**EXERCISE BRIEF:**
From the entries below, copy exactly the lines from the one that contains "</instance>" through the one that contains "positive clicks: (89, 142)", both included, and only those.

**GIVEN DATA:**
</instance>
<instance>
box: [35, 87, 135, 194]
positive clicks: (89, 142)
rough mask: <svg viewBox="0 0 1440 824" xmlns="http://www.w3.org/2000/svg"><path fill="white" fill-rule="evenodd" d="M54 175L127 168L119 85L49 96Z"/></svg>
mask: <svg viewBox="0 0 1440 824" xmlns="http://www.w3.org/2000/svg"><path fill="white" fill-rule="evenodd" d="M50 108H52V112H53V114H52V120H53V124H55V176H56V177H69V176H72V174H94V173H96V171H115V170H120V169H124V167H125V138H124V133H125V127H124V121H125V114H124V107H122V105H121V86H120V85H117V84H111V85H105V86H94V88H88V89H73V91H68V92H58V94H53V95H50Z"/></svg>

* * *

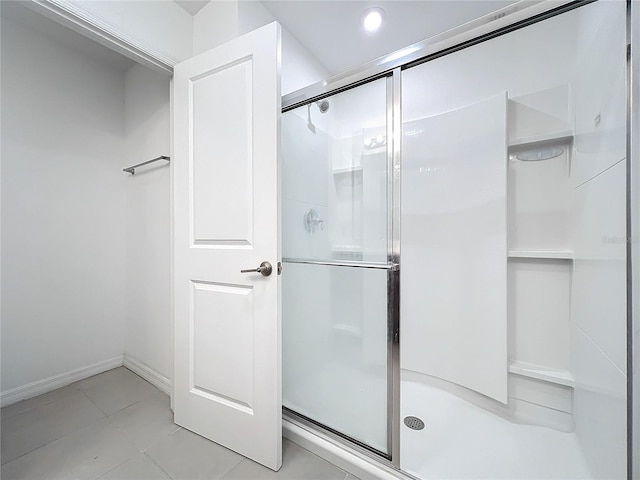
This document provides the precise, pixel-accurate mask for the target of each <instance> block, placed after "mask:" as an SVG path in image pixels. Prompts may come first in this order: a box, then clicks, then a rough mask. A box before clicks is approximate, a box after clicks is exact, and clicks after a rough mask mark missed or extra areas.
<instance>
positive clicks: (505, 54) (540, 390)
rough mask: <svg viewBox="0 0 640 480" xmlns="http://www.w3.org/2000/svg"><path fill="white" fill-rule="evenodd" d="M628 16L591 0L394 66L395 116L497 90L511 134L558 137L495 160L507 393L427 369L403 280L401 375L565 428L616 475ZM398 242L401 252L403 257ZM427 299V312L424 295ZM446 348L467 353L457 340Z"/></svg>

**YOUR SOLUTION:**
</instance>
<instance>
box: [35, 87, 135, 194]
positive clicks: (89, 142)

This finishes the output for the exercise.